Given text:
The Sabbath Question in relation to the Cabmen's Strike: a Lecture delivered in St. Mark's Chapel, Castle Terrace, Edinburgh, on the Evening of Sunday, December 31, 1854. By John Gordon. Pp. 24. LondonWhitfield.

MR. GORDON thus describes the circumstances which led to the delivery of this lecture:

"In the beginning of December 1854, the Cabmen of Edinburgh gave public notice that they had unanimously resolved to cease driving Cabs on the Lord's day.' This resolution they proceeded to carry into effect by refusing all arrangements which did not involve the cessation of 'Sabbath Cab traffic for any person or any object whatever, except where life or property is at stake.' The authority of the Divine Law' was advanced by them as the first of the 'permanent' reasons on which they rested their demand. On the 20th of December a public meeting was held in Queen-Street Hall, for the purpose of sympathizing with these men; and they were emphatically told, that the strength of their cause depended upon its preserving the strictly religious character which they had given to it."

Set of tasks:
1) In the text on the Sabbath question, swap "Cabmen's Strike" for "Cab Drivers' Strike" and give the text again starting at "The Sabbath Question" and ending at "Pp. 24. LondonWhitfield.".
2) Output the entries starting at the line that contains "of the blue" and ending at the line that contains "pixel 113 47" as a two-column CSV with the headers request and answer. Give one row per entry, with its text and its answer each in a single quoted field and any line breaks replaced by spaces.

Listed records:
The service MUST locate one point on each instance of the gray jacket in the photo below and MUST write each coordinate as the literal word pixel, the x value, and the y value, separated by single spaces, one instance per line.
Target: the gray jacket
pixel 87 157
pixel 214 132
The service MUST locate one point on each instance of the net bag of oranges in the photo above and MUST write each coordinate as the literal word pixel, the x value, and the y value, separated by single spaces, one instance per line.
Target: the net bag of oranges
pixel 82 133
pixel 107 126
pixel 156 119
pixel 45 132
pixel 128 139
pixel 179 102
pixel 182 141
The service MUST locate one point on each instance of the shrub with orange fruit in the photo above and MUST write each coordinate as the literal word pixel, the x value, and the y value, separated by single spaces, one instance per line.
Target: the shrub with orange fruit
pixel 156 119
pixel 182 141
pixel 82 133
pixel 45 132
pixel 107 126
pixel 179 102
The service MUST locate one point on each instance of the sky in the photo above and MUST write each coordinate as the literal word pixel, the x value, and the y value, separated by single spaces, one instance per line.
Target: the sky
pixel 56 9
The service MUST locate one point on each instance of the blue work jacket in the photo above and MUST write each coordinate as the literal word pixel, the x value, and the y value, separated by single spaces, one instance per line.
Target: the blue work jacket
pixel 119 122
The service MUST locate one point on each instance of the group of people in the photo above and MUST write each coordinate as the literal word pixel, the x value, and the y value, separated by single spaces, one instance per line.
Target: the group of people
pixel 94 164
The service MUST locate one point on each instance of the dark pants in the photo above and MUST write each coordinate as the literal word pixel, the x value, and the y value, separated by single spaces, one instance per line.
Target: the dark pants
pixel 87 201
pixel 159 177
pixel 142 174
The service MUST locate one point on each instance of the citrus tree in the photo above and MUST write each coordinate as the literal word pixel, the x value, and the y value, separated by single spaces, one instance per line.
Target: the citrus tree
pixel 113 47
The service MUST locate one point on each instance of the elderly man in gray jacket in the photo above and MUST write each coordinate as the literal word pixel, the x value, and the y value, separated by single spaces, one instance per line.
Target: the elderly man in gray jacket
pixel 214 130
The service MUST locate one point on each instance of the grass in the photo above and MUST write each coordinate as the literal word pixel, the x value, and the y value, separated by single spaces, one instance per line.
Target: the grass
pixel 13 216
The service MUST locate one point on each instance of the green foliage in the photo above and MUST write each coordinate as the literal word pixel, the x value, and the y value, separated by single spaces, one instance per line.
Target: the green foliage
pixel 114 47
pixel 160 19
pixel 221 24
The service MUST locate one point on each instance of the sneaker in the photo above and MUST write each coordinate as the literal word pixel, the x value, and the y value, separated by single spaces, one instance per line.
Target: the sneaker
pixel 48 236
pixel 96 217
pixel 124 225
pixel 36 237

Solution list:
1)
The Sabbath Question in relation to the Cab Drivers' Strike: a Lecture delivered in St. Mark's Chapel, Castle Terrace, Edinburgh, on the Evening of Sunday, December 31, 1854. By John Gordon. Pp. 24. LondonWhitfield.

2)
request,answer
"The service MUST locate one point on each instance of the blue work jacket in the photo above and MUST write each coordinate as the literal word pixel, the x value, and the y value, separated by single spaces, one instance per line. Target: the blue work jacket","pixel 119 122"
"The service MUST locate one point on each instance of the group of people in the photo above and MUST write each coordinate as the literal word pixel, the x value, and the y value, separated by single spaces, one instance per line. Target: the group of people","pixel 94 164"
"The service MUST locate one point on each instance of the dark pants in the photo above and MUST write each coordinate as the literal word pixel, the x value, and the y value, separated by single spaces, one instance per line. Target: the dark pants","pixel 87 201 pixel 159 177 pixel 142 174"
"The service MUST locate one point on each instance of the citrus tree in the photo above and MUST write each coordinate as the literal word pixel, the x value, and the y value, separated by single spaces, one instance per line. Target: the citrus tree","pixel 113 47"